▸ Short exercise
Can you copy out all of the lines below exactly as they are, leaving out the pictures?

··· Extracted material ···

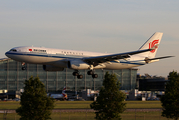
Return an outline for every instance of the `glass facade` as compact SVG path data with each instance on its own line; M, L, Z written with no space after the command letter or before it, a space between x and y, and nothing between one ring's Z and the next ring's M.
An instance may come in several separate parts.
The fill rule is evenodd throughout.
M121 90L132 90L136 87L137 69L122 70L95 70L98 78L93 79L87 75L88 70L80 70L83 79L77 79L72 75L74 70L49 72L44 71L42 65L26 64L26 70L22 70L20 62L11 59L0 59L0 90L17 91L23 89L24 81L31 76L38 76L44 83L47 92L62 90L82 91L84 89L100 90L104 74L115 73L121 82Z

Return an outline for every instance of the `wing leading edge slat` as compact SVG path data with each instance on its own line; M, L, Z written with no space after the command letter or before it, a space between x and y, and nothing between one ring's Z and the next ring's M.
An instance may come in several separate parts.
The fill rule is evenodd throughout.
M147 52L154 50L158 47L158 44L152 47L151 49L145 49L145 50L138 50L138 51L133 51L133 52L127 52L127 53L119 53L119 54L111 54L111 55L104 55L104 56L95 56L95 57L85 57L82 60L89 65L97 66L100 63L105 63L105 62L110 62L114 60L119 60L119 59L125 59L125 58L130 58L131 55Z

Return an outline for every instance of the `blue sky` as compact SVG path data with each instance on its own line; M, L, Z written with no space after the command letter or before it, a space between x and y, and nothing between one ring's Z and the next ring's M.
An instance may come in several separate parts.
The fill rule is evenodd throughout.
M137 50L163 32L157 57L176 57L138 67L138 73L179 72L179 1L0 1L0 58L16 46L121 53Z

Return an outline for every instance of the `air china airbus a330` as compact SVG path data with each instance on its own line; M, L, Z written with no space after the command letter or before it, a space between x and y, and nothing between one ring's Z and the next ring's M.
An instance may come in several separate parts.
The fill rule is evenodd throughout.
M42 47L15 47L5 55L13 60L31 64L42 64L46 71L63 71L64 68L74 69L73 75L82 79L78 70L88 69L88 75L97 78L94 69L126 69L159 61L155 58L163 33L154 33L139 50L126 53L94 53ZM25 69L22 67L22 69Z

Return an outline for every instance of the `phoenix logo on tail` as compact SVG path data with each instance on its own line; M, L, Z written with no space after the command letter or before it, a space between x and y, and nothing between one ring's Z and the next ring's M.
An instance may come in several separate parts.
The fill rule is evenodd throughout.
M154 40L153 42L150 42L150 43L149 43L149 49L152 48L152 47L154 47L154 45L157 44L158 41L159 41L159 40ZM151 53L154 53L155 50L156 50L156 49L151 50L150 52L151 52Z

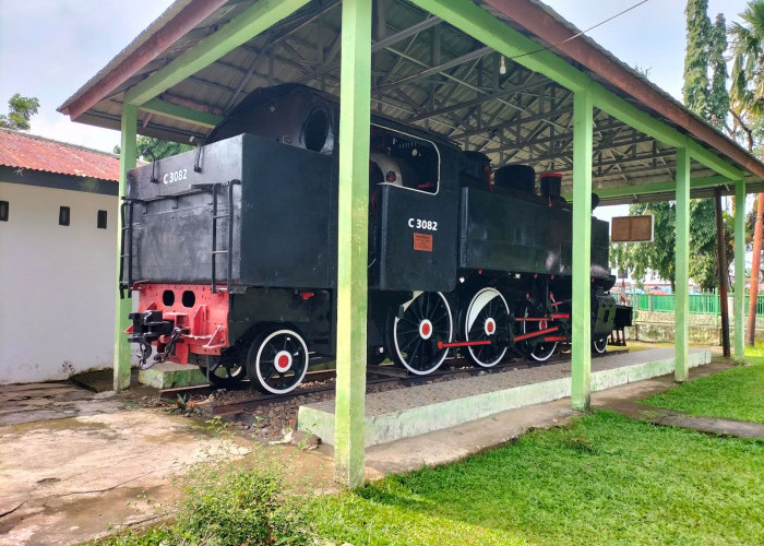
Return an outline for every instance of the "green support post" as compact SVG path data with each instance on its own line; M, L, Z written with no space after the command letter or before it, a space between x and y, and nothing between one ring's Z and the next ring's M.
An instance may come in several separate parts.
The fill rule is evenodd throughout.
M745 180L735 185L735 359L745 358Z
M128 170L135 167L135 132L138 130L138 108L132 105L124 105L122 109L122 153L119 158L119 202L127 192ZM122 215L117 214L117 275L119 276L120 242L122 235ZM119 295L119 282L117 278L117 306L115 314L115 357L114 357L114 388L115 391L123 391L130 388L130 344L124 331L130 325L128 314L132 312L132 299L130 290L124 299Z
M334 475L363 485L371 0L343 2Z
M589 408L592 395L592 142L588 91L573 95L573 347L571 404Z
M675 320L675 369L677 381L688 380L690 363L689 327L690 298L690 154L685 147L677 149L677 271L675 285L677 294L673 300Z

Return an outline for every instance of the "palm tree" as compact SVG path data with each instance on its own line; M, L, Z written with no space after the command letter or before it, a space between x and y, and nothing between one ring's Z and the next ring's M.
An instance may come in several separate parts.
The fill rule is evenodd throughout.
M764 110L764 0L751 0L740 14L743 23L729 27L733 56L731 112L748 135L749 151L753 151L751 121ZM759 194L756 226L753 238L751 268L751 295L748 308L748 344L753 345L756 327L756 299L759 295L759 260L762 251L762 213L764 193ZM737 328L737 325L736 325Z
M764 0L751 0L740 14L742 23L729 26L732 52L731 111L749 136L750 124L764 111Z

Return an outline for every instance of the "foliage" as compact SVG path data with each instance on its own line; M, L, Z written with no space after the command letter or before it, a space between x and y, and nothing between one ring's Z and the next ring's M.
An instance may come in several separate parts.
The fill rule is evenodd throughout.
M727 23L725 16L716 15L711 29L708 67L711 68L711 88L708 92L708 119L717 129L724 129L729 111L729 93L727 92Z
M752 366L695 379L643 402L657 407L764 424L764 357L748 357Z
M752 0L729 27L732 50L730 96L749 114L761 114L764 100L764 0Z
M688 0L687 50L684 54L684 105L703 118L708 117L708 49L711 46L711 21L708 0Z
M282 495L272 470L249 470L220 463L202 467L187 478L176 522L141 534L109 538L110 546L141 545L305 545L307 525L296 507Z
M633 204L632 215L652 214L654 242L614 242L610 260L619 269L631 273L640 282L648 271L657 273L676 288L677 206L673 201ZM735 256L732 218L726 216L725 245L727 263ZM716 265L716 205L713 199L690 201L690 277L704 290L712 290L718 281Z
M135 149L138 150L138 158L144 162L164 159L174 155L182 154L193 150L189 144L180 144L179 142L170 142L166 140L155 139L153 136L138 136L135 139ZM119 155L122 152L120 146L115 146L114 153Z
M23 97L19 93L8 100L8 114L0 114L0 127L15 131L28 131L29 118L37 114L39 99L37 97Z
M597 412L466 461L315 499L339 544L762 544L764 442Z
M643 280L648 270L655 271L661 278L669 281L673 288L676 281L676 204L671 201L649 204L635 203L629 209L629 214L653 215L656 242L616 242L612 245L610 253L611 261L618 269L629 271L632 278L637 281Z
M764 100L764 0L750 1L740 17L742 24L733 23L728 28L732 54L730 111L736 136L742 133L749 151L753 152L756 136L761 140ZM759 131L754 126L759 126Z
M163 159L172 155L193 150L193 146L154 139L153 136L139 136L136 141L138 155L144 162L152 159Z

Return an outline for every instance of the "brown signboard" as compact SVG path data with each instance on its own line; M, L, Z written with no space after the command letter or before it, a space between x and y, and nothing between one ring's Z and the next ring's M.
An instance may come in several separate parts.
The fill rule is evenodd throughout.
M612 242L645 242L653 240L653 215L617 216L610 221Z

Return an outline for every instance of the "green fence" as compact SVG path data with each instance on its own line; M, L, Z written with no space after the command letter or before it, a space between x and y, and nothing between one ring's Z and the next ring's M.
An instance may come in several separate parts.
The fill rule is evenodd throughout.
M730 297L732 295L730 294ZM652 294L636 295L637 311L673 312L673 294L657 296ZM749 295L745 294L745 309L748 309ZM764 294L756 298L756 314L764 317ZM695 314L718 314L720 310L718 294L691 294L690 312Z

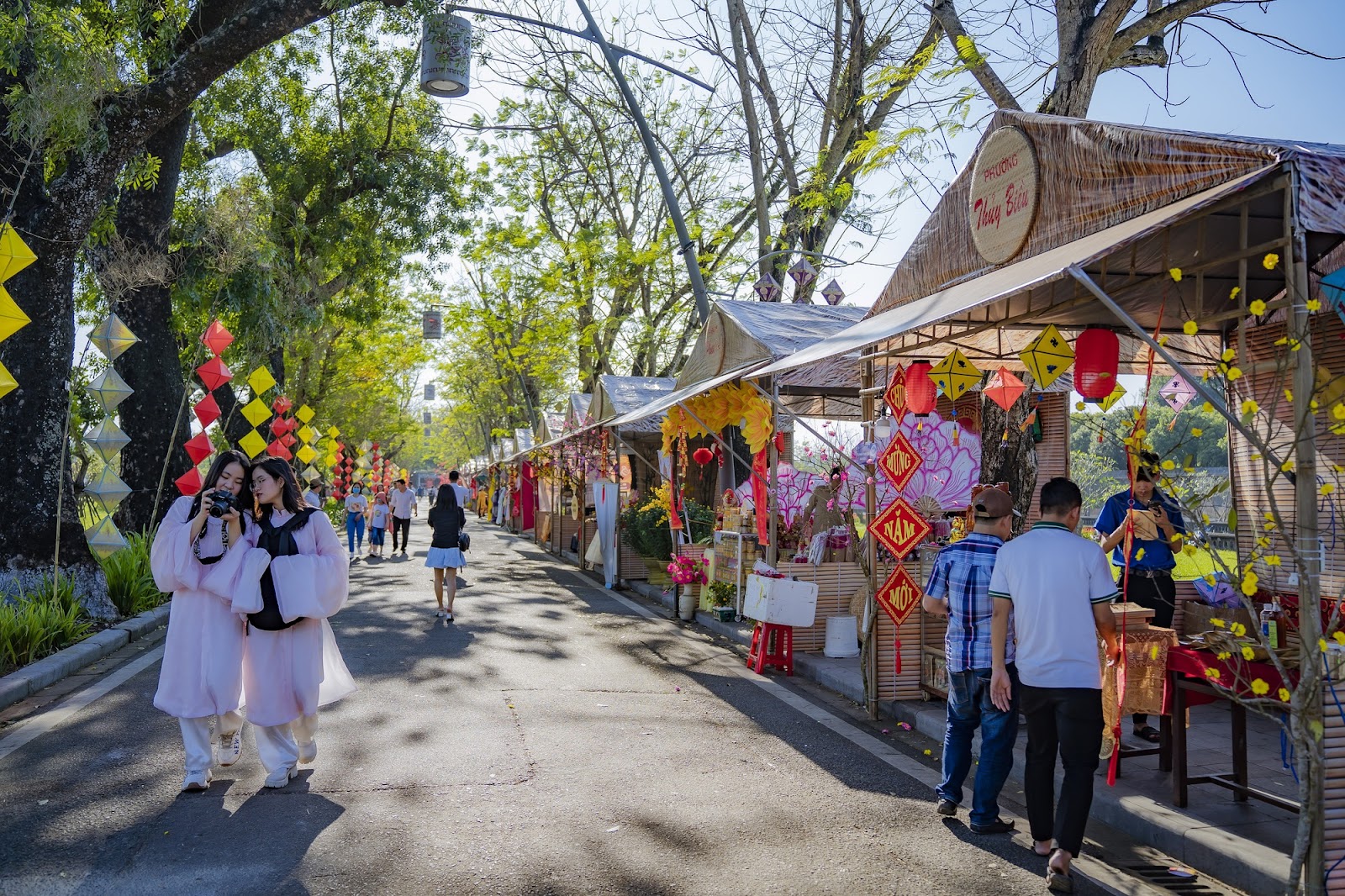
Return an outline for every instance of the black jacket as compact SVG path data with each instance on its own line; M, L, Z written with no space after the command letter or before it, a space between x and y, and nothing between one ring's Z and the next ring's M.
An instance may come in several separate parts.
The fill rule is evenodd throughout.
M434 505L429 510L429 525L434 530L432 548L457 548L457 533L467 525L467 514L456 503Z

···

▸ Answer to this task
Return an outline for every instance of the `glass facade` as compact SVG path data with each instance on its own line; M, L, Z written with no space after the command letter or before it, a space between x and y, and nothing between one ring's Z and the next ring's M.
An instance may come in several separate parts.
The fill rule is evenodd throughout.
M121 90L132 90L136 87L137 69L122 70L95 70L98 78L93 79L87 75L88 70L80 70L83 79L77 79L72 75L74 70L49 72L44 71L42 65L26 64L26 70L22 70L20 62L11 59L0 59L0 90L17 91L23 89L24 81L31 76L38 76L44 83L47 92L62 90L82 91L84 89L100 90L104 74L115 73L121 82Z

Return an outline for every instance of the `wing leading edge slat` as compact SVG path data with each instance on its own line; M, L, Z written with no space after the command letter or before it, a space between x and y, and nothing between one ring's Z and the next ring's M.
An instance may come in several separate parts.
The fill rule is evenodd throughout.
M147 52L154 50L158 47L158 44L152 47L151 49L145 49L145 50L138 50L138 51L133 51L133 52L127 52L127 53L119 53L119 54L111 54L111 55L104 55L104 56L95 56L95 57L85 57L82 60L89 65L97 66L100 63L105 63L105 62L110 62L114 60L119 60L119 59L125 59L125 58L130 58L131 55Z

Return an outline for every instance of the `blue sky` as compact SVG path data with each instance on its own line; M, L, Z written with no space after the command letter or before it, a space between x and y, and nothing between one ring's Z and the next ring's M.
An instance may come in several separate parts.
The fill rule is evenodd throughout.
M137 50L163 32L157 57L176 57L138 67L138 73L179 72L179 1L0 1L0 58L16 46L121 53Z

Return an outline for every instance of the `air china airbus a330` as compact SVG path data with each instance on its own line; M, L, Z written with no space after the command letter or before it, a space between x and y, and nothing between one ring's Z and the next ring's M.
An instance may come in several separate parts.
The fill rule is evenodd throughout.
M42 47L15 47L5 55L13 60L31 64L42 64L46 71L63 71L64 68L74 69L73 75L82 79L78 70L88 69L88 75L97 78L94 69L126 69L159 61L155 58L163 33L154 33L139 50L126 53L94 53ZM25 69L22 67L22 69Z

Return an outline for every instance of the `phoenix logo on tail` as compact SVG path data with each instance on its own line; M, L, Z written with no space after the command letter or before it, a space between x and y, and nothing between one ring's Z and the next ring's M.
An instance may come in several separate parts.
The fill rule is evenodd throughout.
M154 40L153 42L150 42L150 43L149 43L149 49L152 48L152 47L154 47L154 45L157 44L158 41L159 41L159 40ZM151 53L154 53L155 50L156 50L156 49L151 50L150 52L151 52Z

Return an outline for every instance of the "green support post" as compact SVG path data with each instance on its own line; M, L, Z written with no space after the command letter or before it, a space between x and y, and nothing between one ring's Z and the next ring's M.
An instance may come in several separate parts.
The fill rule is evenodd throughout.
M745 180L735 185L735 359L745 358Z
M128 170L135 167L135 132L138 130L138 108L132 105L124 105L122 109L122 153L119 158L119 202L127 192ZM122 215L117 214L117 275L119 276L120 242L122 235ZM119 295L119 282L117 278L117 306L115 314L115 357L114 357L114 388L115 391L123 391L130 388L130 344L124 331L130 325L128 314L132 312L132 299L130 290L124 299Z
M334 475L363 485L371 0L343 2Z
M589 408L592 395L592 142L588 91L573 95L573 347L571 404Z
M675 320L675 369L677 381L688 380L690 363L689 327L690 298L690 154L685 147L677 149L677 271L675 285L677 294L673 300Z

Return an outline for every instance of the "palm tree" as compact SVG path data with each instance on its own line; M, L, Z written with no space after the command letter or before it, a space between x and y, and nothing between one ring's Z and the next ring's M.
An instance may come in several separate parts.
The fill rule is evenodd throughout.
M764 110L764 0L751 0L740 14L743 23L729 27L733 56L731 112L748 135L749 151L753 151L751 121ZM759 194L756 226L753 238L751 268L751 295L748 308L748 344L753 345L756 327L756 299L759 295L759 260L762 251L762 213L764 193ZM737 328L737 325L736 325Z
M764 0L751 0L740 14L742 23L729 26L732 52L731 111L749 136L750 124L764 111Z

Return an outline for every instance of the "foliage" as compact SVG path data with each instance on its own line; M, L, Z written with no space after the command letter or before it, a space between x and y, and nothing between one ring's Z and the next ring's M.
An instance may come in several separate parts.
The fill rule is evenodd throughout.
M727 23L725 16L716 15L711 29L708 67L711 68L711 88L708 92L708 119L717 129L724 129L729 111L729 93L727 92Z
M752 366L695 379L643 402L657 407L764 424L764 357L748 357Z
M752 0L729 27L732 50L730 96L749 114L761 114L764 100L764 0Z
M688 0L687 50L684 54L684 105L703 118L708 117L708 49L711 46L711 21L708 0Z
M282 495L272 470L249 470L220 463L202 467L187 478L176 522L141 534L109 538L110 546L141 545L305 545L307 525L296 507Z
M633 204L632 215L652 214L654 242L614 242L610 260L619 269L631 273L640 282L648 271L657 273L676 288L677 206L673 201ZM735 256L732 218L726 216L725 245L727 263ZM716 265L716 205L713 199L690 201L690 277L704 290L712 290L718 281Z
M135 149L138 150L138 158L144 162L164 159L174 155L182 154L193 150L189 144L180 144L179 142L170 142L166 140L155 139L153 136L138 136L135 139ZM119 155L122 152L120 146L115 146L114 153Z
M23 97L19 93L8 100L8 114L0 114L0 127L15 131L28 131L29 118L37 114L39 99L37 97Z
M597 412L466 461L315 499L339 544L762 544L764 442Z
M643 280L648 270L655 271L661 278L669 281L673 288L676 281L676 204L671 201L649 204L635 203L629 209L629 214L653 215L656 242L616 242L612 245L610 253L611 261L618 269L629 271L632 278L637 281Z
M764 100L764 0L750 1L740 17L742 24L733 23L728 28L732 54L730 111L736 136L742 133L749 151L753 152L756 136L761 140ZM759 131L754 126L759 126Z
M163 159L172 155L193 150L193 146L154 139L153 136L139 136L136 141L138 155L144 162L152 159Z

Return an outline for every instance of the "brown signboard" as compact SVG path data with each instance on its own line; M, L, Z written with no space after the command letter or before it, a space between x and y, and nothing between one ring's Z and the next ring's M.
An instance may come in several separate parts.
The fill rule is evenodd throughout.
M612 242L645 242L653 240L653 215L617 216L610 221Z

Return an outline for every instance of the "green fence" as compact SVG path data with each instance on its own line; M, L, Z written with no space after the command letter or before it, a space between x and y, and nothing between one ring's Z and the next ring's M.
An instance may come in several separate parts.
The fill rule is evenodd throughout.
M730 297L732 295L730 294ZM652 294L636 295L637 311L673 312L673 294L657 296ZM749 295L745 294L745 309L748 309ZM764 294L756 298L756 314L764 317ZM695 314L718 314L720 310L718 294L691 294L690 312Z

Return an outline for every instance of the black jacket as compact SVG path data with each instance on its own line; M, L, Z written with no space after the command letter or before it, a space between x and y, and nothing between one ring's Z and the next ring's M.
An instance may come in several separate parts.
The fill rule is evenodd throughout.
M434 505L429 510L429 525L434 530L432 548L457 548L457 533L467 525L467 514L456 503Z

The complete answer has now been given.